◆ DOCUMENT SEGMENT
Content starts
One of the greatest legacies left by C. Everett Koop, who died Monday at age 96, is his witness to the role of faith in public life. By the time he ended his eight years as Surgeon General of the United States in 1989, he was claimed as a saint by many liberals, but dismissed as a disappointment by the religious conservatives who had supported his nomination. It’s easy to read the obituaries and simply conclude that he was a good man who did what he thought was best. But it’s more complicated than that. Koop’s decisions were not just faith-based. They were also based on his understanding of the role his faith ought to play in different spheres of life.
When Koop took office as the Surgeon General, conservative Christians were his strongest backers because of his work with Francis Schaeffer in the early years of the pro-life movement. This gave Republicans hope that he would support them in other policy recommendations.
Content ends
◆ TASK 1
Quote the part of the passage about C. Everett Koop that starts at "When Koop took" and ends after "other policy recommendations.".
◆ TASK 2
Write what comes next in the passage about C. Everett Koop, starting after its final sentence.

◆ PROVIDED MATERIAL
Content starts
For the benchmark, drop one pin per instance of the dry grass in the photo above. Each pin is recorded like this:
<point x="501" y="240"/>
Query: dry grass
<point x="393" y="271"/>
Content ends
◆ WRITTEN ANSWER 1
When Koop took office as the Surgeon General, conservative Christians were his strongest backers because of his work with Francis Schaeffer in the early years of the pro-life movement. This gave Republicans hope that he would support them in other policy recommendations.

◆ WRITTEN ANSWER 2
Koop is not remembered for pushing a conservative agenda, though. I heard news of his death Monday night on San Francisco radio stations that remembered him as a compassionate and understanding hero in the midst of the AIDS epidemic. In 1986, Koop issued a report on AIDS that angered religious conservatives by advocating for sex-education classes in public elementary schools and condom use for those who would not practice abstinence or monogamy. In a 1989 interview with Philip Yancey, Koop noted that he always held up abstinence and monogamy as the best options for preventing the spread of AIDS, but in his role as the nation's doctor, he was obligated to speak out about health practice rather than morality.
While Koop was clear that he did not believe homosexual acts were moral (he used the term "sodomy" openly), he was still beloved by gay-rights activists for his advocacy and clear, scientific approach to the AIDS crisis. He pushed Christians to discard the flawed theology that AIDS was a punishment sent from God. At the time of the report, I was living in the great mill of misinformation that is late elementary and middle school, and I remember Koop being a calm voice of reason amidst rumors about things like contracting AIDS from toilet seats.
Koop’s decisions were not just faith-based. They were also based on his understanding of the role his faith ought to play in different spheres of life.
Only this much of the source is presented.